### [BLOC DE TEXTE]
╔══

Utiliser les bulbes du jardin
Dans son jardin, pour profiter d’une production tout l’été, voire plus, il faut pratiquer des plantations échelonnées.
• Iris (Iris hybride), principalement l’iris de Hollande. Au moment de la cueillette, la fleur doit légèrement s’entrouvrir (être décollée). En bonne saison, on peut l’aider à s’ouvrir en dégageant délicatement les feuilles qui l’enserrent. Lorsque la tige se constitue de deux fleurs qui s’ouvrent l’une après l’autre, la première, une fois fanée, doit être supprimée pour aider le deuxième bouton à s’épanouir.
• Jacinthe de Hollande (Hyacinthus orientalis): pour celles commercialisées en période hivernale, le parfum symbolise l’horizon printanier. Après avoir raccourci légèrement le bas de la tige, passer la coupe à la flamme pour coaguler le liquide visqueux qui s’écoule, puis mettre à boire dans de l’eau fraîche.
• Jonquille (Narcissus jonquilla): il existe plus d’une dizaine de types de narcisses. Attention: dans une composition, il ne faut pas les associer à d’autres genres de fleurs, car leur sève laiteuse, en se diluant dans l’eau du vase, empoisonne les autres et les fait faner. Comme pour les jacinthes, on peut cautériser la plaie de coupe à la flamme. L’utilisation des fleurs s’effectue à pleine eau, de préférence.
• Liatris (Liatris spicata): très en vogue voici cinquante ans, il est tombé en désuétude. Son inflorescence, violette ou blanche, est originale car elle s’épanouit du haut vers le bas. Après la cueillette plongez le bas des tiges quelques secondes dans de l’eau bouillante, puis laissez-les boire dans de l’eau tiède, avant de réaliser la composition.
• Lis de Malabar (Gloriosa rothschildiana): il s’agit d’une plante liane, ce qui explique les courts pédoncules supportant les fleurs. Des morceaux de liane conviendront à une composition en cascade. Ils sont à placer en pleine eau.
• Lis ou lys (Lilium): nombreuses espèces et divers hybrides sont appelés communément « lys » (ou lis). C’est une fleur majestueuse, élégante. Le parfum capiteux du lys oriental enivre certains, incommode d’autres. La substance aromatique étant concentrée dans le pistil (organe féminin de reproduction), il suffit de supprimer celui-ci pour en atténuer l’effet olfactif. Le pollen porté par les étamines est une poudre colorante qui tache la surface mise en contact. Il est donc fortement conseillé de les supprimer dès qu’elles sont accessibles lorsque la fleur s’entrouvre. Si un accident de tache survient, ne mouillez surtout pas, brossez à sec, exposez longuement au soleil et… courez chez le teinturier!

╚══

### [LES DONNÉES]
╔══

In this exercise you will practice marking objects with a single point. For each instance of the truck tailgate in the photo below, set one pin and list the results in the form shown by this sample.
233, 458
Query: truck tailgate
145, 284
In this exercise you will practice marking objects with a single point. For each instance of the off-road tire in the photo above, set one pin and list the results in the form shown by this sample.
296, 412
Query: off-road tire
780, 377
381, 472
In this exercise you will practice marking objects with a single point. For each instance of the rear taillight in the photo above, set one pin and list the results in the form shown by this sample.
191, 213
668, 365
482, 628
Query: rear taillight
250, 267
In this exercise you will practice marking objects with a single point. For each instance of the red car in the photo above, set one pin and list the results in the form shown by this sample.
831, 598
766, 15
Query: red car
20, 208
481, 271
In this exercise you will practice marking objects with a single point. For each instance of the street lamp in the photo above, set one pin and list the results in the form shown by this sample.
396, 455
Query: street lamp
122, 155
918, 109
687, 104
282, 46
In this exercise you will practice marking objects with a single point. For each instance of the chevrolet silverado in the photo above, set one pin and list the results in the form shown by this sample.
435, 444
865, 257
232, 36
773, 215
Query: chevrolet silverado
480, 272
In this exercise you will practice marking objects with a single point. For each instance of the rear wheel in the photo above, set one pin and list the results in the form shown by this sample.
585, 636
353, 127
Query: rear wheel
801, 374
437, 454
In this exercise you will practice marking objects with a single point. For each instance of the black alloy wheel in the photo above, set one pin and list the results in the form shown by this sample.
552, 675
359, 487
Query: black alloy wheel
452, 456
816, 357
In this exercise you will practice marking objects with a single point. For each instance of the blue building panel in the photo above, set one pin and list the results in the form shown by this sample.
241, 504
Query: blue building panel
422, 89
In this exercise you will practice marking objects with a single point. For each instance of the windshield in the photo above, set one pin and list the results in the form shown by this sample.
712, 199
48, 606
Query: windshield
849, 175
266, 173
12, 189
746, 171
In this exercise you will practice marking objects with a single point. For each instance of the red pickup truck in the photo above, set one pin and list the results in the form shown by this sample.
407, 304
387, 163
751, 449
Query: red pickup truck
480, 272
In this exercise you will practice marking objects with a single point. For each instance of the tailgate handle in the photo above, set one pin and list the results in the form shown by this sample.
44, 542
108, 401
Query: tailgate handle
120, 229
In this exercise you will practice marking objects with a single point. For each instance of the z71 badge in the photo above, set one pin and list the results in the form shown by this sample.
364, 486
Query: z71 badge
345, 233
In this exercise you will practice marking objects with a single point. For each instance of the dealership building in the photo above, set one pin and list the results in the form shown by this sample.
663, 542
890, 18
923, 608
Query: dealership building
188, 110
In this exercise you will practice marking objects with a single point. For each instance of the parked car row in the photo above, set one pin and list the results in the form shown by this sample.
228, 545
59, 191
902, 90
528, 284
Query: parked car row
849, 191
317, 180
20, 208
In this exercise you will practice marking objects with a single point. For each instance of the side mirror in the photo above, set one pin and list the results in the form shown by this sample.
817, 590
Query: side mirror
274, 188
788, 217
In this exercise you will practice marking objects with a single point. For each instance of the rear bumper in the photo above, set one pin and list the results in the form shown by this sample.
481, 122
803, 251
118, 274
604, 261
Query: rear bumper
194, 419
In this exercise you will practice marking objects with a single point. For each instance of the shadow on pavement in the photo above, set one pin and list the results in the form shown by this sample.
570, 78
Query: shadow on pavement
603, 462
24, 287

╚══

### [TÂCHES À FAIRE]
(1) Rassemblez toutes les lignes des données où figure la chaîne « rear ».
(2) Prolongez le texte sur l'utilisation des bulbes du jardin à partir de sa dernière phrase.

### [RÉPONSES ATTENDUES]
(1)
In this exercise you will practice marking objects with a single point. For each instance of the rear taillight in the photo above, set one pin and list the results in the form shown by this sample.
Query: rear taillight
In this exercise you will practice marking objects with a single point. For each instance of the rear wheel in the photo above, set one pin and list the results in the form shown by this sample.
Query: rear wheel
In this exercise you will practice marking objects with a single point. For each instance of the rear bumper in the photo above, set one pin and list the results in the form shown by this sample.
Query: rear bumper

(2)
• Nérine de Bowden (Nerine bowdenii): très bonne tenue en vase.
• Ornithogale d’Arabie (Ornithogalum arabicum), Ornithogale en thyrse (Ornithogalum thyrsoides), Ornithogale douteuse (Ornithogalum dubium): fleurs blanches sauf pour l’O. douteuse, de couleur orange. Elle offre une très longue durée en fleur coupée, à condition de mettre très peu d’eau dans le vase car elle présente un risque de pourriture rapide.
• Renoncule des fleuristes (Ranunculus asiaticus): des améliorations génétiques par clonage proposent, de nos jours, des tailles de fleurs et des coloris très attractifs. Elle a une bonne tenue comme fleur coupée, même dans de la mousse de piquage. Elle présente un souci mécanique : en fin d’épanouissement, sa tête alourdie fait parfois plier sa tige creuse. Pour y remédier, il suffit d’enfiler un fer à tiger afin de la maintenir.
• Tubéreuse (Polyanthes tuberosa): saison de fleurissement très courte. Il faut se méfier de son odeur, suave en petite quantité, insupportable à haute dose. Elle est donc à utiliser en milieu aéré.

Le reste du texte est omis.